→ Work to be completed:
Output only the lines from the line holding "Mark every instance of the snow streak" through the close of the records, exactly as they appear, with all pictures omitted.

→ Data in this exercise:
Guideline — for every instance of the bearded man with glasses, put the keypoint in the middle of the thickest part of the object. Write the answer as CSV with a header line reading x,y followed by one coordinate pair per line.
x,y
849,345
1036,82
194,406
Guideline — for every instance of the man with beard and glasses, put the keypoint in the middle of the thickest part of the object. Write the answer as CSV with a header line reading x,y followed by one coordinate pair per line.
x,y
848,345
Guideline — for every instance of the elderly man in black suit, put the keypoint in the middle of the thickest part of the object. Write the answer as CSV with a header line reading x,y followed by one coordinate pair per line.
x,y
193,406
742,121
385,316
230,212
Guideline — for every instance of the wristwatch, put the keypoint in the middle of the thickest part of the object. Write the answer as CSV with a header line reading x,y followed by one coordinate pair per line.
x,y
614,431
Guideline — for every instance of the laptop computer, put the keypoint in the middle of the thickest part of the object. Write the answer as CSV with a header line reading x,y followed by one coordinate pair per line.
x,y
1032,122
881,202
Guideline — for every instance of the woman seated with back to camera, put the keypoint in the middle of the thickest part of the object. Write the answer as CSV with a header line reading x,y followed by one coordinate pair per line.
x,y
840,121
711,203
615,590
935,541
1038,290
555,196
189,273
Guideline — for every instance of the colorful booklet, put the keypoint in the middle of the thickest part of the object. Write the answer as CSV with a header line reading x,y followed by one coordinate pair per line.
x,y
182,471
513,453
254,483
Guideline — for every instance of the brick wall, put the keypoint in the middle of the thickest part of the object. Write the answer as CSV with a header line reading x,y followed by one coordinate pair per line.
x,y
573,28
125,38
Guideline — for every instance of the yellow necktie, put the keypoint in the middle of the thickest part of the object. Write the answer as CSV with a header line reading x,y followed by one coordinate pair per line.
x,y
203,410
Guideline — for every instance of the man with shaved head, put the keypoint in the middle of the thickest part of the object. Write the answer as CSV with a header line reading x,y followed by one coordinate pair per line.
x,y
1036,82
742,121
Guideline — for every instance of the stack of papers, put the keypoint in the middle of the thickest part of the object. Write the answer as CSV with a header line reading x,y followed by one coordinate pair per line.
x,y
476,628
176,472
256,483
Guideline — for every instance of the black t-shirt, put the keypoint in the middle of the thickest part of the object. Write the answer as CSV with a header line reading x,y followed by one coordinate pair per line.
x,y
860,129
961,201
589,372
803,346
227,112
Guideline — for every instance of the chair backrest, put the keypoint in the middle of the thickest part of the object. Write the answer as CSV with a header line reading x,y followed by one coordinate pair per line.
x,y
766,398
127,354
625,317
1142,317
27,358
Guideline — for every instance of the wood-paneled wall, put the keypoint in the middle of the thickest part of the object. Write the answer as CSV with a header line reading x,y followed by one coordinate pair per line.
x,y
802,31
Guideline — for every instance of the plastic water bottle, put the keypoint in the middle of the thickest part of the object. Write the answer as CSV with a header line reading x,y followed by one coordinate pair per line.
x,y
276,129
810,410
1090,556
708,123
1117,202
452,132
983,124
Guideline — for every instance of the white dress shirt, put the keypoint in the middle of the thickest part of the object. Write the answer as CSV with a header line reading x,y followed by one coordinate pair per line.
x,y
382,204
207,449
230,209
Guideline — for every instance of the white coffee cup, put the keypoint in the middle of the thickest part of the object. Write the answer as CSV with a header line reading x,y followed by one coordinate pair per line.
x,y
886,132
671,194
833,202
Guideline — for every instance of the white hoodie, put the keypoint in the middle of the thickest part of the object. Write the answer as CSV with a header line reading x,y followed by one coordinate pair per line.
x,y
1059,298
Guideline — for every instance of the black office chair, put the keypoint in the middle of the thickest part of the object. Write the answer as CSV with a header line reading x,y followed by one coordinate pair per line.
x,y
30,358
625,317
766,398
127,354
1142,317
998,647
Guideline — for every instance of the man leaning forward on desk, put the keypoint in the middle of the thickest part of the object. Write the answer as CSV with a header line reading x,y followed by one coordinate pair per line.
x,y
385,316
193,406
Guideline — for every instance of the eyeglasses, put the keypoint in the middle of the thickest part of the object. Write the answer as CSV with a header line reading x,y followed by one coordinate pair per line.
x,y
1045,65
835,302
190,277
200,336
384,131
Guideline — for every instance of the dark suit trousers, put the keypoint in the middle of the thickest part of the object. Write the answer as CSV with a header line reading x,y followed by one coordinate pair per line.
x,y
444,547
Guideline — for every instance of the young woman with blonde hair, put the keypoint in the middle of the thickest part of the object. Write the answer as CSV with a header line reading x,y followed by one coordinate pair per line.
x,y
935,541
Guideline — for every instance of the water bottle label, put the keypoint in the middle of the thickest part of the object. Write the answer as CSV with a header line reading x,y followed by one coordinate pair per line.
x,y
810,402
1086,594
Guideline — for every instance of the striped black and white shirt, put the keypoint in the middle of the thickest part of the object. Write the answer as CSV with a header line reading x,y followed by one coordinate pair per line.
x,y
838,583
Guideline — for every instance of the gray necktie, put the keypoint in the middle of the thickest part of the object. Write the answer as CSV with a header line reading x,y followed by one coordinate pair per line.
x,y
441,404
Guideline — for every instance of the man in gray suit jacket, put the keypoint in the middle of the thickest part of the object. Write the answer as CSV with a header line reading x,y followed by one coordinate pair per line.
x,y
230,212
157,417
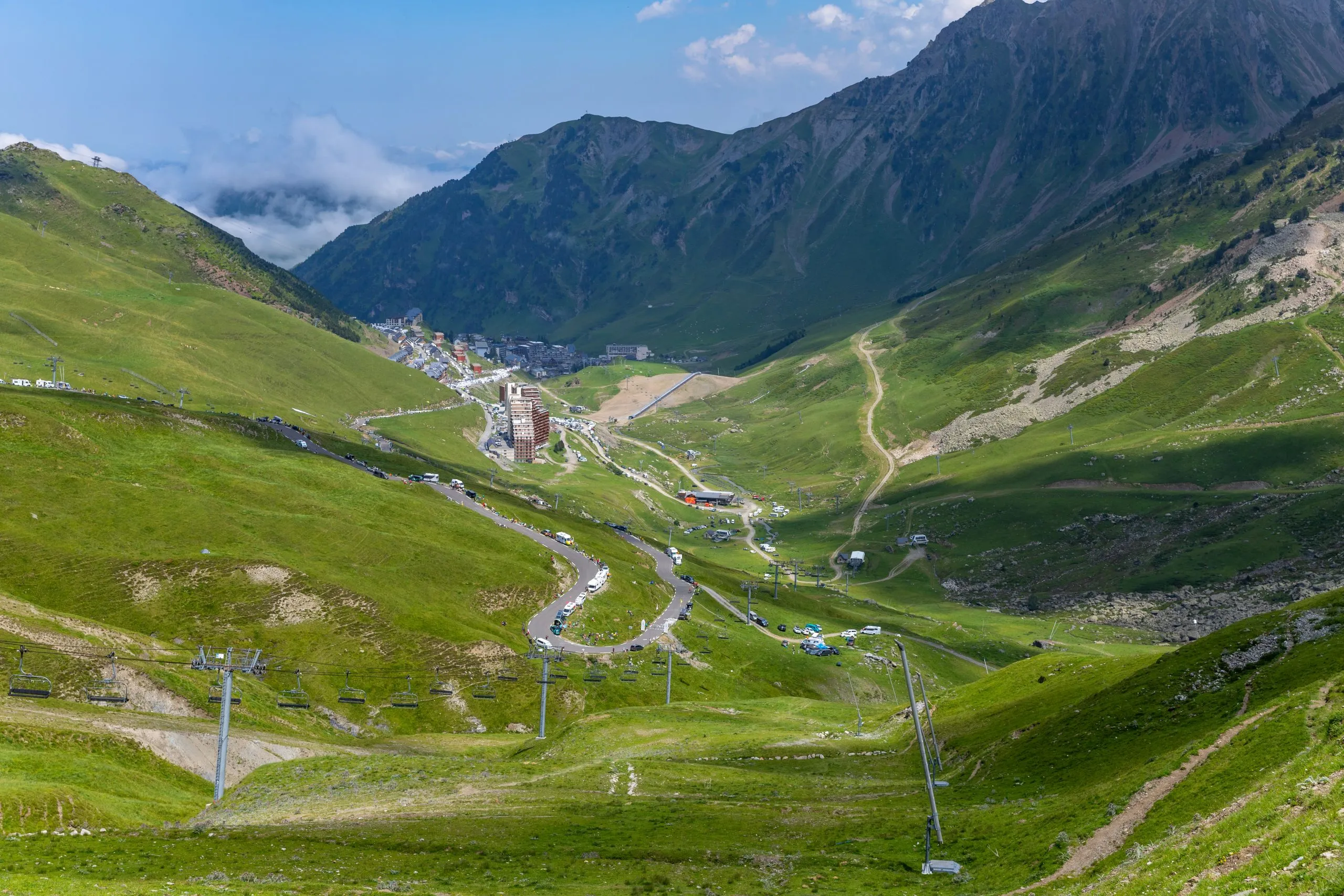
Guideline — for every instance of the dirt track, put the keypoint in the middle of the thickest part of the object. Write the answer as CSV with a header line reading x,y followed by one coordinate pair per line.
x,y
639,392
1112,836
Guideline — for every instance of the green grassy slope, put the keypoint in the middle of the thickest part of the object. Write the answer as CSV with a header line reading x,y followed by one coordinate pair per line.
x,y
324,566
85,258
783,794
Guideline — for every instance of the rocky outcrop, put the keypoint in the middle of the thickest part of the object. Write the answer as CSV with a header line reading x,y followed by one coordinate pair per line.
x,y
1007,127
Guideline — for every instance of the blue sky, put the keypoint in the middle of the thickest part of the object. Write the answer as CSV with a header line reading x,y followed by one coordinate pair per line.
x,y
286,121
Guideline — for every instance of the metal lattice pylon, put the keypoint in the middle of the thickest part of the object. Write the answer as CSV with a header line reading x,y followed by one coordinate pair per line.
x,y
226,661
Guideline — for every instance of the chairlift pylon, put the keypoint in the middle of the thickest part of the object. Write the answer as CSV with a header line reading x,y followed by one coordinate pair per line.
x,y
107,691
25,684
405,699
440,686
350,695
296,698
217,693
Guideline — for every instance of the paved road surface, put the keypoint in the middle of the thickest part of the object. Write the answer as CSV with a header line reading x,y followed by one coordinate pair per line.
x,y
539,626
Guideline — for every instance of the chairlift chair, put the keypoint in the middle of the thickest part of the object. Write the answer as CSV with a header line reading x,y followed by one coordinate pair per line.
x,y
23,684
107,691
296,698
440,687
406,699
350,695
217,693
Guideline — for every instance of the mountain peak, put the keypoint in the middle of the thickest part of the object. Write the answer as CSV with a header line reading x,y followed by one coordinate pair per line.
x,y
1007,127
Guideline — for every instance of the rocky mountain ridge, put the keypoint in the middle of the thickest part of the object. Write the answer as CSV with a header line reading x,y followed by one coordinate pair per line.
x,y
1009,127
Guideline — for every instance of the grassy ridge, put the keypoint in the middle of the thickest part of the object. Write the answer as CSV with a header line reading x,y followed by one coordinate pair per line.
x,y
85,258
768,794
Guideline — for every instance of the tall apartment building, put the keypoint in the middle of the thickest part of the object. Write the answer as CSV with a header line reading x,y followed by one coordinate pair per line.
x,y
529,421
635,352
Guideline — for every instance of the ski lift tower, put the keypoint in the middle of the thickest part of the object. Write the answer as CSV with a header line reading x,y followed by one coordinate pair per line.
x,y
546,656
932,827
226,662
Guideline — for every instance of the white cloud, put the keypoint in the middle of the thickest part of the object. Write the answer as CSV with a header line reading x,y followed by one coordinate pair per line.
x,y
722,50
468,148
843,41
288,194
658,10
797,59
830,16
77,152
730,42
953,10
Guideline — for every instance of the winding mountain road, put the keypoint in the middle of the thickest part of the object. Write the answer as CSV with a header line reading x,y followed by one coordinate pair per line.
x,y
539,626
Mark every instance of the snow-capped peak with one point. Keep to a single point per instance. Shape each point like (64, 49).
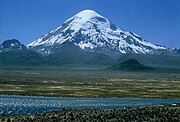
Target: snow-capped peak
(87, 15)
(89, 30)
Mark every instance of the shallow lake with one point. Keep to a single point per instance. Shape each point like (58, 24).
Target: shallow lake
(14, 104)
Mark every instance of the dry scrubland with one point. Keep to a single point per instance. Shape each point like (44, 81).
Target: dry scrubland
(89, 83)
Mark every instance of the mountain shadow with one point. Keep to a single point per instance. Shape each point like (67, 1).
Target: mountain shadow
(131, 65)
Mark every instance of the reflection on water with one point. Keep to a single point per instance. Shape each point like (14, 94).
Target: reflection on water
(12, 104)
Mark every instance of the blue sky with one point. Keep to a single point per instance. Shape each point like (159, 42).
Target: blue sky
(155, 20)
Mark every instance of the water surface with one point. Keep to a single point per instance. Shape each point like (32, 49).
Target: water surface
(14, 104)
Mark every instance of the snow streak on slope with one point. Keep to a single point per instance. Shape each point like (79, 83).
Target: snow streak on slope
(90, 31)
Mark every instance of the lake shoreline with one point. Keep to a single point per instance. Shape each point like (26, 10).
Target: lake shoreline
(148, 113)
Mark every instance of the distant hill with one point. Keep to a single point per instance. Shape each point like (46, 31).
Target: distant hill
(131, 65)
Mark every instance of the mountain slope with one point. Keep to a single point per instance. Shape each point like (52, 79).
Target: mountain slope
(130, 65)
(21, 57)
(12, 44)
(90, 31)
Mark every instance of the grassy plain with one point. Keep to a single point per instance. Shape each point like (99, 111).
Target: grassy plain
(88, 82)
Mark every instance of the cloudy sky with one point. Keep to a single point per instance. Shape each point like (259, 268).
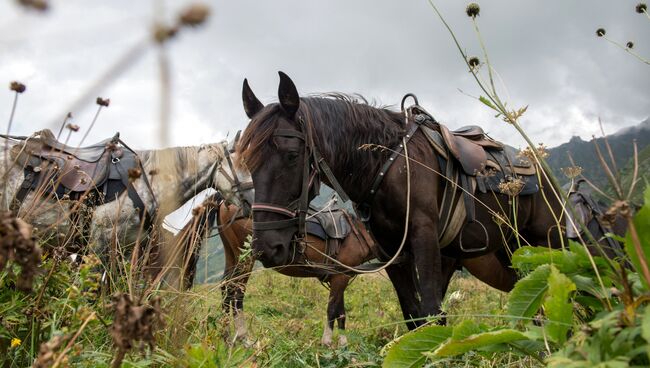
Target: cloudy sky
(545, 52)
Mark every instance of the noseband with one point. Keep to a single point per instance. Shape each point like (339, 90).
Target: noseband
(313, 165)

→ Worked answer:
Mark every instance of the snow streak on slope with one point. Keep to a single point per instance. Shape each point like (79, 83).
Target: snow streak on slope
(90, 31)
Mark every instance of the lake shoreline with one point. Keep to a single point per instance. Shape each point like (26, 10).
Target: lake shoreline
(148, 113)
Mark every instance of the distant hill with one point. Keep to a single point per instance. Shape each point like (46, 31).
Target: distant hill
(131, 65)
Mark every instance of the mountain slope with one point. Keep to a single point per instance. Shape each point like (52, 79).
Target: mountain slope
(130, 65)
(21, 57)
(12, 44)
(90, 31)
Mark every instance of the grassy plain with one point. Keep to a single point per instance. Shape each point like (99, 111).
Target: grassy plain
(88, 82)
Mark every instance of the cloudy sky with one point. Keep to a single point per instance. Shape each point like (259, 268).
Target: cloudy sky
(545, 52)
Mark every instance of the noseband with one point. Keep to a single point per instance. Shape each point like (339, 90).
Target: noseband
(313, 165)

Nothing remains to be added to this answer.